## start Records for the exercise

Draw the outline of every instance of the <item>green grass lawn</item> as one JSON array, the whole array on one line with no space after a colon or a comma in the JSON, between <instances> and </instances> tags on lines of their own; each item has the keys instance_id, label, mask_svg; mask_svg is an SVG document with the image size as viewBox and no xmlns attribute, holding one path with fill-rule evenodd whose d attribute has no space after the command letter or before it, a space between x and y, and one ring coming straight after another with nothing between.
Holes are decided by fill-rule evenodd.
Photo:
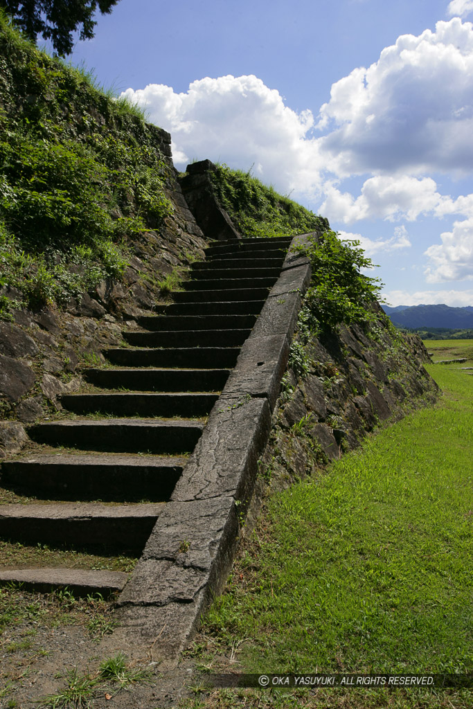
<instances>
[{"instance_id":1,"label":"green grass lawn","mask_svg":"<svg viewBox=\"0 0 473 709\"><path fill-rule=\"evenodd\" d=\"M452 343L430 341L429 351L438 345ZM472 345L456 341L453 356ZM438 403L269 498L206 621L220 652L238 647L240 667L255 672L472 671L468 364L428 365ZM372 704L382 691L361 691L352 704L277 705L444 705L412 691ZM473 706L473 697L450 693L445 705Z\"/></svg>"}]
</instances>

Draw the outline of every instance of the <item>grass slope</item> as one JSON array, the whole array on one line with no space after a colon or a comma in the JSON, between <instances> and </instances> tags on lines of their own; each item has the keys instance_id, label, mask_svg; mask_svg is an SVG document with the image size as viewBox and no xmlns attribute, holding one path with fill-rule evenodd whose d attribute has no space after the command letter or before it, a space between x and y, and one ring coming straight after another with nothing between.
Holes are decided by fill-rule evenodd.
<instances>
[{"instance_id":1,"label":"grass slope","mask_svg":"<svg viewBox=\"0 0 473 709\"><path fill-rule=\"evenodd\" d=\"M240 647L245 671L472 671L473 377L428 369L435 406L269 499L206 624L211 642ZM377 692L372 705L443 705ZM471 706L462 696L445 705Z\"/></svg>"},{"instance_id":2,"label":"grass slope","mask_svg":"<svg viewBox=\"0 0 473 709\"><path fill-rule=\"evenodd\" d=\"M172 211L159 128L26 40L0 11L0 316L118 278Z\"/></svg>"},{"instance_id":3,"label":"grass slope","mask_svg":"<svg viewBox=\"0 0 473 709\"><path fill-rule=\"evenodd\" d=\"M325 231L328 222L289 197L278 194L251 174L218 164L211 173L216 194L236 228L245 237L294 236Z\"/></svg>"}]
</instances>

## end Records for the exercise

What is expected — How many lines in the rows above contain the string "lawn", matching case exactly? Reply with the number alone.

Expected output — 2